> _Extract_:
OK, but where is this option being saved?
This took a bit of digging but the option looks to be “saved” by Pulse Audio. Here’s how I came to this conclusion. You can run mplayer in a more verbose mode like so:
$ mplayer -msglevel all=6 Whats-the-issue-dear.mp3 2>&1 | tee mpl.log
Looking through the resulting log file I noticed these lines:
Searching demuxer type for filename /home/saml/Whats-the-issue-dear.mp3 ext: .mp3
Trying demuxer 17 based on filename extension
==> Found audio stream: 0
demux_audio: seeking from 0xC0A1 to start pos 0x0
demux_audio: audio data 0x0 - 0xC0A7··
Audio only file format detected.
Load subtitles in /home/saml/
get_path('sub/') -> '/home/saml/.mplayer/sub/'
In particular this line makes me think that perhaps Pulse Audio or something else is doing this on behalf of mplayer.
==> Found audio stream: 0
If you launch the sound settings dialog while playing audio where the volume is turned all the way down you’ll see these icons in that dialog, for example:

NOTE: To launch the sound settings dialog, gnome-control-center sound.
So this would seem to indicate my hunch was correct. If you make use of the Pulse Audio control tool, pactl, you can see a bit more. Here are all the Pulse Audio clients:
$ pactl list short clients 0 module-systemd-login.c (null) 4 module-x11-xsmp.c (null) 5 protocol-native.c gnome-settings-daemon 9 protocol-native.c python2.7 11 protocol-native.c gnome-settings-daemon 13 protocol-native.c thunderbird 125 protocol-native.c gnome-settings-daemon 243 module-systemd-login.c (null) 311 protocol-native.c chrome 331 protocol-native.c gnome-shell 332 protocol-native.c gnome-shell 335 protocol-native.c VirtualBox 369 protocol-native.c mplayer 375 protocol-native.c pactl
Number 369, mplayer, is our guy. We can interrogate the inputs like so:
$ pactl list sink-inputs
...

> _Problems to solve_:
1) Answer these questions about the Pulse Audio text:
(a) What command launches the sound settings dialog?
(b) What number does mplayer have in the list of Pulse Audio clients?
(c) What file does the verbose mplayer command write its log to?
2) Pull out every line of the records that contains the word "performer".
The records have no connection to the Pulse Audio text.

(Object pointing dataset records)
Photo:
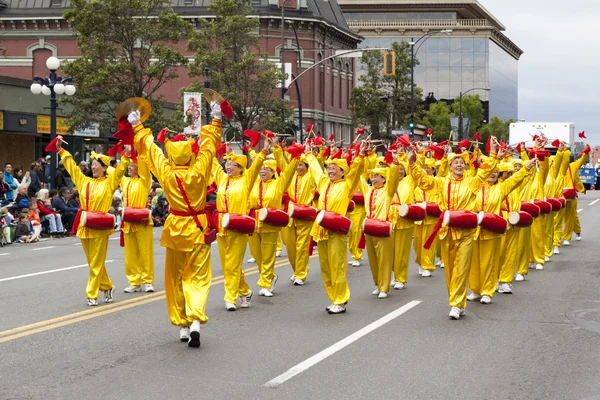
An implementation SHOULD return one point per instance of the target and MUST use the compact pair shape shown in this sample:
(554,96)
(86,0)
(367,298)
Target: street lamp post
(51,86)
(412,74)
(460,109)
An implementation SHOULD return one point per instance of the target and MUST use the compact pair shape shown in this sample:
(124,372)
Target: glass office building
(474,55)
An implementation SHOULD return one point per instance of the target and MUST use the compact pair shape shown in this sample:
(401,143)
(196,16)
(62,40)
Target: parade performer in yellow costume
(267,193)
(233,188)
(95,195)
(457,193)
(335,186)
(184,178)
(486,257)
(138,237)
(571,177)
(378,199)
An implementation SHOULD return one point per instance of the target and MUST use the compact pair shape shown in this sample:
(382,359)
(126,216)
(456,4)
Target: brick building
(33,30)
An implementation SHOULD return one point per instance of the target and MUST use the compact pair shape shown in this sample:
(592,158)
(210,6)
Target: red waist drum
(492,222)
(460,219)
(377,228)
(520,219)
(530,208)
(334,222)
(136,215)
(97,220)
(239,223)
(412,212)
(302,213)
(273,216)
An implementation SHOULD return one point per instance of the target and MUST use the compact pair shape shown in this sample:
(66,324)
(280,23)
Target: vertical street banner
(192,107)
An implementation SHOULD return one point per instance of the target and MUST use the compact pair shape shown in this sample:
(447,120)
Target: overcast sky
(559,73)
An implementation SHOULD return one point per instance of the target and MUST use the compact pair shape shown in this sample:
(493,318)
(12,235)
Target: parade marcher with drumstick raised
(96,195)
(335,186)
(458,193)
(187,236)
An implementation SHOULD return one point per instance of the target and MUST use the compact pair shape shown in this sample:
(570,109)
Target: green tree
(438,119)
(472,108)
(229,47)
(128,49)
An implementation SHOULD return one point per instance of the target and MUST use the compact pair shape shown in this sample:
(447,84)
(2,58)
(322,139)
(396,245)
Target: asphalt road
(542,342)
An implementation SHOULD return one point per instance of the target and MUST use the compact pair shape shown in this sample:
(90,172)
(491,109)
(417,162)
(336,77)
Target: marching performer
(184,178)
(335,186)
(138,236)
(486,257)
(233,188)
(458,193)
(96,196)
(378,199)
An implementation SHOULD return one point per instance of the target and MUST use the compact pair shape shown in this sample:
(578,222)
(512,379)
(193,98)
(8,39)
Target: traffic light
(389,63)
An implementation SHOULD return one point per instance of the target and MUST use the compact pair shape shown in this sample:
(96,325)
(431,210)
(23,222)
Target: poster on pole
(192,106)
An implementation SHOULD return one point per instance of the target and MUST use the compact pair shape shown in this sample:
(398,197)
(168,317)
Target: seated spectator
(24,231)
(61,204)
(48,213)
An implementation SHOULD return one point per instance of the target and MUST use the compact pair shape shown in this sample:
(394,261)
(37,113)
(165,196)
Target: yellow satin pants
(509,254)
(569,221)
(188,277)
(95,253)
(425,257)
(297,240)
(265,246)
(402,242)
(484,266)
(558,221)
(139,256)
(333,259)
(457,255)
(380,252)
(523,251)
(538,240)
(357,217)
(232,249)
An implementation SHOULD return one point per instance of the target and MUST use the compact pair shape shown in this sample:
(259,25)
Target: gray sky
(559,73)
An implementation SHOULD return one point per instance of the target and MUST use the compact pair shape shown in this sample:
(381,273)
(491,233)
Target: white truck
(524,131)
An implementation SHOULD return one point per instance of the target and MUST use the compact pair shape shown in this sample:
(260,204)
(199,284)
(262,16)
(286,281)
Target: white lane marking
(43,248)
(306,364)
(48,272)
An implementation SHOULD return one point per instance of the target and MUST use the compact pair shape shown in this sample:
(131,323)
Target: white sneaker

> _The replies_:
1)
(a) gnome-control-center sound
(b) 369
(c) mpl.log

2)
Target: parade performer in yellow costume
Target: marching performer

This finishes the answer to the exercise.